=== Aim of the exercise ===
Print exactly the lines from the one containing "of cat's eyelid" through the last line of the listing, both included.

=== Stored data ===
════════════════════
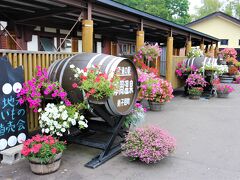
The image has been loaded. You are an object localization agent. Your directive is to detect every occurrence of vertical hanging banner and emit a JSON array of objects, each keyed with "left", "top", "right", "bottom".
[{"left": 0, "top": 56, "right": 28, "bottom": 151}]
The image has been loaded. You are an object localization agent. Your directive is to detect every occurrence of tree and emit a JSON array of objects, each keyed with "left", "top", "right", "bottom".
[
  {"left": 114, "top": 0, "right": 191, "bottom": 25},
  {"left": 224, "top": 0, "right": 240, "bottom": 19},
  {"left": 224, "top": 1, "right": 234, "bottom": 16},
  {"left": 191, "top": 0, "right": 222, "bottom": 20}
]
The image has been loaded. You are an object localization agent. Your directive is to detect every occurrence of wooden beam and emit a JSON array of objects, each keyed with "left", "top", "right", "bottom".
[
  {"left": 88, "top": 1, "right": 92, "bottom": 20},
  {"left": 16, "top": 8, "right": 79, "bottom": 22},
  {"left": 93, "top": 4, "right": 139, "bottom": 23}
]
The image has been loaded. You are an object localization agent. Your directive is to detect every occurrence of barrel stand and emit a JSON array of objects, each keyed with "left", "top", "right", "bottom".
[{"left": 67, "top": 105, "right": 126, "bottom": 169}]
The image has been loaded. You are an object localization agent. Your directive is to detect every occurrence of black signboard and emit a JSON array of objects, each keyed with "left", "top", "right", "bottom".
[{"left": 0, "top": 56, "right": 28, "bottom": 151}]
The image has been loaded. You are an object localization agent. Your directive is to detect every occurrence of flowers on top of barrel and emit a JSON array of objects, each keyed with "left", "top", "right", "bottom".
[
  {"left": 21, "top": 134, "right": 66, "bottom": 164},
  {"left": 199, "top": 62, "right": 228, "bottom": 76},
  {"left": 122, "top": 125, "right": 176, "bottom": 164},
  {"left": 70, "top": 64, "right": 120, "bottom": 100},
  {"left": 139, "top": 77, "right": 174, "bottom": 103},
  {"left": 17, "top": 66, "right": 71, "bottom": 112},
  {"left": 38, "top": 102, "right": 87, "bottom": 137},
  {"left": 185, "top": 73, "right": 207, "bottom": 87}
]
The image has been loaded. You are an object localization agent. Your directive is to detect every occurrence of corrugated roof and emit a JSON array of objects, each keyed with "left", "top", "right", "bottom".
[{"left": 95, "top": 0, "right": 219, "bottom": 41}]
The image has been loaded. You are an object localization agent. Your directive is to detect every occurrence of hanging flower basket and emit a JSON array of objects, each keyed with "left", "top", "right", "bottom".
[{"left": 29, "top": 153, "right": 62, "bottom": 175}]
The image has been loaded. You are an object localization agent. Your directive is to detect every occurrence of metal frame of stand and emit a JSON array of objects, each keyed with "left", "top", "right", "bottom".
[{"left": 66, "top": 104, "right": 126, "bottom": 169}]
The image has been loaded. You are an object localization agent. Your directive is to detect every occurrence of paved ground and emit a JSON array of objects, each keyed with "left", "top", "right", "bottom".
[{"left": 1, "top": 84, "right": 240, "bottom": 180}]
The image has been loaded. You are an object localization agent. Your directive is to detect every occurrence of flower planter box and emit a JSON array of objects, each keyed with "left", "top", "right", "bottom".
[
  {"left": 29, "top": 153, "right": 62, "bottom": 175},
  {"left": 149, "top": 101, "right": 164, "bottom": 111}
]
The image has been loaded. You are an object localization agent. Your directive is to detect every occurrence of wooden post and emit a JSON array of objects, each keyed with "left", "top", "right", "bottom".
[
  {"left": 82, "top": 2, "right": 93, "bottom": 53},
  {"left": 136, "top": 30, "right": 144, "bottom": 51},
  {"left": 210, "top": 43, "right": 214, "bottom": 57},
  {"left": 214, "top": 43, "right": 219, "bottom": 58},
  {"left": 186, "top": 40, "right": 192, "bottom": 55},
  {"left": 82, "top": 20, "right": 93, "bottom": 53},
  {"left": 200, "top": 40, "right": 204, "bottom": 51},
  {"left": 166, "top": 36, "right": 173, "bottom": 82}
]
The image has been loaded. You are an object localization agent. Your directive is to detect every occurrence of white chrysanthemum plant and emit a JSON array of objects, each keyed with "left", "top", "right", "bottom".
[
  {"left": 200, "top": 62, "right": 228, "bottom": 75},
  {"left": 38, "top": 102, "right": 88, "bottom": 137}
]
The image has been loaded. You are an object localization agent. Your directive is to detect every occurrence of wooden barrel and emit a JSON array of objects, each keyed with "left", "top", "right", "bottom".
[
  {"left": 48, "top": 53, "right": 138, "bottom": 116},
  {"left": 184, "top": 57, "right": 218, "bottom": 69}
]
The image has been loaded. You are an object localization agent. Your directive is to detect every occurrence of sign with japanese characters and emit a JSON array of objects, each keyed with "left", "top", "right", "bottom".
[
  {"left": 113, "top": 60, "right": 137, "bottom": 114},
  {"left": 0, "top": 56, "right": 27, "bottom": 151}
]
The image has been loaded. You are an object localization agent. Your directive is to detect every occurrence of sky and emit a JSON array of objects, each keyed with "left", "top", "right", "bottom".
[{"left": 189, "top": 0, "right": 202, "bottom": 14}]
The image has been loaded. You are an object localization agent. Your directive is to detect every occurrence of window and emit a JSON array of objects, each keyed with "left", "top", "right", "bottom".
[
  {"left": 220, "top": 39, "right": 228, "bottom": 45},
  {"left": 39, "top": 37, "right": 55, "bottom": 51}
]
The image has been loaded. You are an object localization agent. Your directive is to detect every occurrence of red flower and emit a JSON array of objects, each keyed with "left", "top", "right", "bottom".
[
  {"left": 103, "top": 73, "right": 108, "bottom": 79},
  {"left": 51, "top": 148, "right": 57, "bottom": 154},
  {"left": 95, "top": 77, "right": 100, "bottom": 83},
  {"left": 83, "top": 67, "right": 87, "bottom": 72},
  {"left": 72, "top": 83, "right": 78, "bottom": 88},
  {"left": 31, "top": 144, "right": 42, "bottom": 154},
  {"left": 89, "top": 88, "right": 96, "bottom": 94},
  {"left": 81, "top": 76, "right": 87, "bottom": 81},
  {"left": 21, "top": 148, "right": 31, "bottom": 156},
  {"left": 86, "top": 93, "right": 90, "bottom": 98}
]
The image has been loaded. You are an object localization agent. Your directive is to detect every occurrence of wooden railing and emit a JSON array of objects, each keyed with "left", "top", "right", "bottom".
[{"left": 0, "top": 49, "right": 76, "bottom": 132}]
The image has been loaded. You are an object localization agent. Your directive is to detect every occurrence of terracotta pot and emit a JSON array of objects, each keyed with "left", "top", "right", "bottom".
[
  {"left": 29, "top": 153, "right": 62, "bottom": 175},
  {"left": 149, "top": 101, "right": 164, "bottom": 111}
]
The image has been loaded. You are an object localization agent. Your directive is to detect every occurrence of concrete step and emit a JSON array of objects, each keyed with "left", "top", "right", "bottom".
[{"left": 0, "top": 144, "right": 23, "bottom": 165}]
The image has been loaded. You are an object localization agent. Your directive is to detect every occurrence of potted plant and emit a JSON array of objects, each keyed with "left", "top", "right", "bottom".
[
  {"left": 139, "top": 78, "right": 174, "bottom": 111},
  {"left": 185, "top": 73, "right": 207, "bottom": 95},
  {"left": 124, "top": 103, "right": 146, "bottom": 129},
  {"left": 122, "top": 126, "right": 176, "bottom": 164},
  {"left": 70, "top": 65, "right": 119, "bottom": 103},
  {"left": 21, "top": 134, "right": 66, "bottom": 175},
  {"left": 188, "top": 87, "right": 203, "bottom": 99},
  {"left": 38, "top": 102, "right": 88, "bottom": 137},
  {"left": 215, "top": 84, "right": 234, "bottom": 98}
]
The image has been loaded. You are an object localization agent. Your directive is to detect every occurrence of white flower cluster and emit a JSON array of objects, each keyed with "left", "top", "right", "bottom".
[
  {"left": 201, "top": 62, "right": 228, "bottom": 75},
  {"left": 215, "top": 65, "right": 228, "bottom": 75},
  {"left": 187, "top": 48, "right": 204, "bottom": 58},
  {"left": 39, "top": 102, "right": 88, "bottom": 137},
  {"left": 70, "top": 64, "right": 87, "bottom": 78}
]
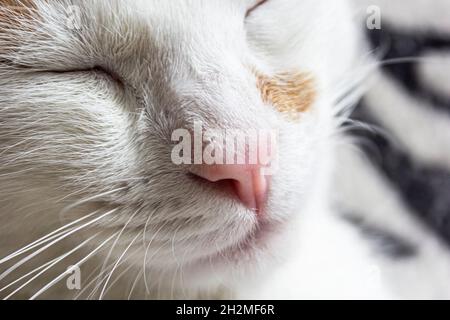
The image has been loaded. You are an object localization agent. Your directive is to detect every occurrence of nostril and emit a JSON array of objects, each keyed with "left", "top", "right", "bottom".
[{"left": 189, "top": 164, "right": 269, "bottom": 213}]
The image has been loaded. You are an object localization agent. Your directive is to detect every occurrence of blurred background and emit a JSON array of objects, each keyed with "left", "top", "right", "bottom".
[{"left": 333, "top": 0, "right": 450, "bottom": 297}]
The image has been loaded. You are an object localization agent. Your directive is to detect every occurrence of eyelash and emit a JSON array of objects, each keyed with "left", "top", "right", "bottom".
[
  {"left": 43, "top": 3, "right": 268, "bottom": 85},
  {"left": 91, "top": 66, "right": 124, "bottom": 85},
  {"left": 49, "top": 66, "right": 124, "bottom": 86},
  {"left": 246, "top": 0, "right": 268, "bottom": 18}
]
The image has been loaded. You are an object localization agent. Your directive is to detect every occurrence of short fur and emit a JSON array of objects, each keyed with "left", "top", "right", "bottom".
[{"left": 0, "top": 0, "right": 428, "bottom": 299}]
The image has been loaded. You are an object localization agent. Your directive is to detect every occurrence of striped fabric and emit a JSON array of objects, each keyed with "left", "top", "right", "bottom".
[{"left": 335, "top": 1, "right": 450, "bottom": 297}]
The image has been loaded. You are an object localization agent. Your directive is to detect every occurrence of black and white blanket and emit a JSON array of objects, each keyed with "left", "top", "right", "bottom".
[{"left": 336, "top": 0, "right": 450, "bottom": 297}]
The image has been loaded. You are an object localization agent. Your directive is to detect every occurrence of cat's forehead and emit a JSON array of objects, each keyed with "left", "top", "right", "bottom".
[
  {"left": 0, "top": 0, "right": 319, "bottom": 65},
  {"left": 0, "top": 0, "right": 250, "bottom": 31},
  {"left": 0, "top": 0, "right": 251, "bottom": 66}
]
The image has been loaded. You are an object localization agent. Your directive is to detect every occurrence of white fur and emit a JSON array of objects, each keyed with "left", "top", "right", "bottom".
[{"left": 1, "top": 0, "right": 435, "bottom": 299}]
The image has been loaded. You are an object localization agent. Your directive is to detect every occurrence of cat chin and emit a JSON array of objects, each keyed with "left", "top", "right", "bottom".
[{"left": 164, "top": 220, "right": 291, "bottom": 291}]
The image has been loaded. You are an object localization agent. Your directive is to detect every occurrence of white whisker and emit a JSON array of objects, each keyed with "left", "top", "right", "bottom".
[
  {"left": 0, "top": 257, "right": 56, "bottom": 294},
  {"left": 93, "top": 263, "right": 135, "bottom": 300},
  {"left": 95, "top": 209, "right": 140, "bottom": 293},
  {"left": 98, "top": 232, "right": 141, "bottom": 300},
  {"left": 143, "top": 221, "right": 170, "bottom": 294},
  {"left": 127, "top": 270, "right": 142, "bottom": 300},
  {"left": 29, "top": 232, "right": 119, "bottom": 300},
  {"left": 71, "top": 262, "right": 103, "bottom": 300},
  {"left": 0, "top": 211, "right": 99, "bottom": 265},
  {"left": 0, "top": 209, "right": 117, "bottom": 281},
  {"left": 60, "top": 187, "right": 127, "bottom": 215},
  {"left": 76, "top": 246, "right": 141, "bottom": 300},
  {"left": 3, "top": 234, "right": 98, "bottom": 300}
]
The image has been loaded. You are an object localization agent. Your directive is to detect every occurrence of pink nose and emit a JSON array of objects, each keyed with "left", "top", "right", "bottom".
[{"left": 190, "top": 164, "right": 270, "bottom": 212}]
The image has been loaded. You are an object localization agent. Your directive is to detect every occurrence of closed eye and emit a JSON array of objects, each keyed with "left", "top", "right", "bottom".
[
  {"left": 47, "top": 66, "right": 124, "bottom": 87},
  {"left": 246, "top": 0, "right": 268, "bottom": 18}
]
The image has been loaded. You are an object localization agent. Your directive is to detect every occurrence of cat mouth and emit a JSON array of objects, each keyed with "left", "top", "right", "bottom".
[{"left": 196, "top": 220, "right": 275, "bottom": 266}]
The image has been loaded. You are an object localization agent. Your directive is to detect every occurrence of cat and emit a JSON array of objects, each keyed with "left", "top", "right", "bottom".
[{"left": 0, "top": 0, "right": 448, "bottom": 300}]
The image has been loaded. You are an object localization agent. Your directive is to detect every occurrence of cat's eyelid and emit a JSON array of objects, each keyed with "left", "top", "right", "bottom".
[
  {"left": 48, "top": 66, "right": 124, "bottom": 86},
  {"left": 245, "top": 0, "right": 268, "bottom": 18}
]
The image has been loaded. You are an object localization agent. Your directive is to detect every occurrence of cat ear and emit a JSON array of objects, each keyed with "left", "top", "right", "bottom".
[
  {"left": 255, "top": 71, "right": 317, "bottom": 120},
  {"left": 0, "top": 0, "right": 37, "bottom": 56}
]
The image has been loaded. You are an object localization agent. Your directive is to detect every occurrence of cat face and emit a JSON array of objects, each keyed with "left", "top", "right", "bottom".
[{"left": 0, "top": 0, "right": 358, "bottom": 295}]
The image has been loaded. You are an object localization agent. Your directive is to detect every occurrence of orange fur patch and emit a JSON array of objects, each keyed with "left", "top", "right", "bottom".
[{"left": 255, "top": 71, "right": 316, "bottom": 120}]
════════════════════
=== The answer ===
The image has been loaded. You are an object localization agent. Your directive is to detect every occurrence of cat's eyelid and emit a JSON array of objects, each keyed with "left", "top", "right", "bottom".
[
  {"left": 48, "top": 66, "right": 124, "bottom": 86},
  {"left": 245, "top": 0, "right": 268, "bottom": 18}
]
The image has been loaded. You are an object localization agent. Your directive is to detect every occurrence of cat ear and emit a JSON array of objects, each keyed with "left", "top", "right", "bottom".
[
  {"left": 255, "top": 71, "right": 317, "bottom": 120},
  {"left": 0, "top": 0, "right": 37, "bottom": 56}
]
The image has been loaded. You are an object localization agent. Your directive is to detect every occurrence of cat face and emit a JSON array of objects, each keyed with "left", "top", "right", "bottom".
[{"left": 0, "top": 0, "right": 358, "bottom": 295}]
The image has been loaded. You are an object localization agent. Your directive is to detect every occurrence of orange fur patch and emit a JSON array of objects, each keyed with "left", "top", "right", "bottom".
[{"left": 255, "top": 71, "right": 316, "bottom": 120}]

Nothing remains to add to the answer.